(THE EXERCISE):
Copy out the complete listing, word for word.

(RECORDS SUPPLIED):
╔══

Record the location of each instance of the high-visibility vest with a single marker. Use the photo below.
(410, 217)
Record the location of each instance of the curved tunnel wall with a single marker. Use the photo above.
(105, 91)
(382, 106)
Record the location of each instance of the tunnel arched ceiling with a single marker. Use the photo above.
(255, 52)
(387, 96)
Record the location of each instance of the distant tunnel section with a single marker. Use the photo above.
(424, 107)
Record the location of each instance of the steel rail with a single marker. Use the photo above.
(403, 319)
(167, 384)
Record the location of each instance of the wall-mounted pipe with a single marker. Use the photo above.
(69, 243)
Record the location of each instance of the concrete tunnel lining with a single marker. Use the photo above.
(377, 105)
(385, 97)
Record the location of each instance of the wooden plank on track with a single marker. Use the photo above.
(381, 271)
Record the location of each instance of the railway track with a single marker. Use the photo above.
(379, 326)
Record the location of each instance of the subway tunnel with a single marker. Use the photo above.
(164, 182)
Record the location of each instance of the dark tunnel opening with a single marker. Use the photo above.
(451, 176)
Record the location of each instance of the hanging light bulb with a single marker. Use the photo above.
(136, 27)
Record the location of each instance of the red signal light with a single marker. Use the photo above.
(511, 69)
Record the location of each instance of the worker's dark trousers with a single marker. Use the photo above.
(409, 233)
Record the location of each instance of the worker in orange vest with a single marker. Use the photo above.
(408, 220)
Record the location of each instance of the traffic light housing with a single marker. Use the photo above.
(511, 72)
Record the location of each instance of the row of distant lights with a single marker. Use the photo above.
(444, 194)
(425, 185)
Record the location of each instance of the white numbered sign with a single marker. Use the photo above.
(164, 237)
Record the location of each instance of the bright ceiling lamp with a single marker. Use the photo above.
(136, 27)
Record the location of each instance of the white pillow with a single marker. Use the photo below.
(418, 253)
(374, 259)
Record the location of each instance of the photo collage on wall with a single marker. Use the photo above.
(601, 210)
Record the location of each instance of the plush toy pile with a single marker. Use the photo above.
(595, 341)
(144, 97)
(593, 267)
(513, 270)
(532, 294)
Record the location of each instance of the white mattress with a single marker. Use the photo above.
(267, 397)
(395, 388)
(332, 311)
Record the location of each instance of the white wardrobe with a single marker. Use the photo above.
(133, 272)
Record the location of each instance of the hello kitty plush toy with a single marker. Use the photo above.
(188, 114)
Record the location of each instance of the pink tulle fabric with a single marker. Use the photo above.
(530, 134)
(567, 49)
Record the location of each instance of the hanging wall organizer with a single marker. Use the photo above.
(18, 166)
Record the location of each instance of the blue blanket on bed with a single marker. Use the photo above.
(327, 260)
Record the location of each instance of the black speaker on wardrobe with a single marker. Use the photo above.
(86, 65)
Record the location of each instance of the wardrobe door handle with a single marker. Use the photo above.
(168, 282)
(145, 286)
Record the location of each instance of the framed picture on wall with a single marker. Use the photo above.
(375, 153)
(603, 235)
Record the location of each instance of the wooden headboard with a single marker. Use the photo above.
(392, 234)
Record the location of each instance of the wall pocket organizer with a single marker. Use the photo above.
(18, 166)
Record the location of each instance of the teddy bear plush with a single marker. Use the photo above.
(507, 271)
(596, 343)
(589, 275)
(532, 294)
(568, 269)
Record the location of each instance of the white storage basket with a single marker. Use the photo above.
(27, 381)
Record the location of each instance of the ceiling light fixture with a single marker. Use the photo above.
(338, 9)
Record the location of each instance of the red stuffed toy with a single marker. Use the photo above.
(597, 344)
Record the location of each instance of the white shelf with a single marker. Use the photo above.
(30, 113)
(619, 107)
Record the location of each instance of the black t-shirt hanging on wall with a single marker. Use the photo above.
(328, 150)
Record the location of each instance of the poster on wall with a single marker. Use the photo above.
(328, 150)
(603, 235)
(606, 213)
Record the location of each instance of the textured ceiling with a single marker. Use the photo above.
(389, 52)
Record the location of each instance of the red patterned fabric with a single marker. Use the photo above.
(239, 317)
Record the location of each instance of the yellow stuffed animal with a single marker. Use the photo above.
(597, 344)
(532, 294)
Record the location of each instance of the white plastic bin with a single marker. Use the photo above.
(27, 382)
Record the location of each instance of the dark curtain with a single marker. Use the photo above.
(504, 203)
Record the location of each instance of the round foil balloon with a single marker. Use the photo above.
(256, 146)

╚══

(OUTPUT):
Record the location of each instance of the high-visibility vest with a single marker. Use the photo below.
(410, 217)
Record the location of each instance of the curved tunnel wall with a single marker. Use the photo above.
(105, 91)
(382, 106)
Record the location of each instance of the tunnel arched ceiling with a single marker. Use the photo above.
(255, 52)
(387, 96)
Record the location of each instance of the distant tunnel section with a single marker. Use the photo above.
(424, 107)
Record the location of each instance of the steel rail with a single marker. Use the photo above.
(403, 319)
(167, 384)
Record the location of each instance of the wall-mounted pipe with a single marker. Use the photo above.
(69, 243)
Record the location of each instance of the concrete tunnel lining with a single marker. Use the photo above.
(377, 105)
(385, 97)
Record the location of each instance of the wooden plank on track with a single marker. Use the photo above.
(381, 271)
Record the location of each instance of the railway track with a single marker. Use the photo above.
(379, 326)
Record the location of each instance of the subway tunnel with a single marker. Use the photo above.
(164, 182)
Record the location of each instance of the dark tunnel opening with a single marker. Use the photo above.
(451, 176)
Record the location of each instance of the hanging light bulb with a single marker. Use the photo above.
(136, 27)
Record the location of each instance of the red signal light with a single marker. Use the photo above.
(511, 69)
Record the location of each instance of the worker's dark trousers with a single marker. Use the photo above.
(409, 233)
Record the location of each instance of the worker in orange vest with a single marker. Use the photo above.
(408, 220)
Record the location of each instance of the traffic light housing with a single marker. Use the photo above.
(511, 72)
Record the location of each instance of the row of distant lights with a single marker. Use the photo above.
(444, 194)
(425, 185)
Record the location of each instance of the white numbered sign with a single marker. Use the photo above.
(164, 237)
Record the location of each instance of the bright ceiling lamp with a single marker. Use the photo above.
(136, 27)
Record the location of each instance of the white pillow with a single marker. Use the photo below.
(418, 253)
(374, 259)
Record the location of each instance of the photo collage on wall with a single marker. Use the photo above.
(601, 210)
Record the location of each instance of the plush toy pile with a single marker. Use the photo above.
(595, 341)
(144, 97)
(593, 267)
(513, 270)
(532, 294)
Record the location of each instance of the white mattress with a single marker. Use the photo above.
(267, 397)
(395, 388)
(332, 311)
Record the location of each instance of the white wardrobe with a single marker. Use the photo above.
(133, 272)
Record the location of each instance of the hello kitty plush toy with a single marker. Use the photo above.
(188, 114)
Record the location of each instance of the pink tulle fabric with a single marker. Use the photo above.
(530, 134)
(567, 49)
Record the location of each instance of the hanging wall organizer with a single marker. Use the photo above.
(18, 166)
Record the location of each instance of the blue blanket on bed with a single marker. Use the photo above.
(327, 260)
Record the location of each instance of the black speaker on wardrobe with a single marker. Use the photo above.
(86, 65)
Record the location of each instance of the wardrobe door handle with a single marker. Use the photo above.
(168, 282)
(145, 286)
Record the location of each instance of the framed picture on wall with a single marker. Use the photo above.
(375, 153)
(603, 235)
Record the location of each instance of the wooden headboard with a single marker. Use the photo above.
(392, 234)
Record the location of each instance of the wall pocket organizer with a single marker. Use the photo above.
(18, 166)
Record the location of each instance of the teddy bear plush with a single marker. Use the photo above.
(507, 271)
(596, 343)
(589, 275)
(532, 294)
(568, 269)
Record the location of each instance of the white storage basket with a single marker. Use the photo above.
(27, 381)
Record the location of each instance of the ceiling light fixture with a single marker. Use the photo above.
(338, 9)
Record the location of each instance of the red stuffed toy with a single marker. Use the photo above.
(597, 344)
Record the location of each instance of the white shelf with a single marker. Use the photo above.
(30, 113)
(619, 107)
Record the location of each instance of the black t-shirt hanging on wall with a single marker. Use the photo above.
(328, 150)
Record the location of each instance of the poster on wall with a single marker. Use the photo above.
(328, 150)
(603, 235)
(606, 213)
Record the location of each instance of the textured ceiling with a single marker. Use the photo above.
(389, 52)
Record the location of each instance of the red patterned fabric with a single marker. Use the photo above.
(239, 317)
Record the location of each instance of the yellow stuffed animal with a single marker. Use the photo above.
(597, 344)
(532, 294)
Record the location of each instance of the white plastic bin with a single marker. Use the photo above.
(27, 382)
Record the location of each instance of the dark curtain with a single marker. Use the photo above.
(504, 203)
Record the location of each instance of the round foil balloon with a single marker. Use the photo above.
(256, 146)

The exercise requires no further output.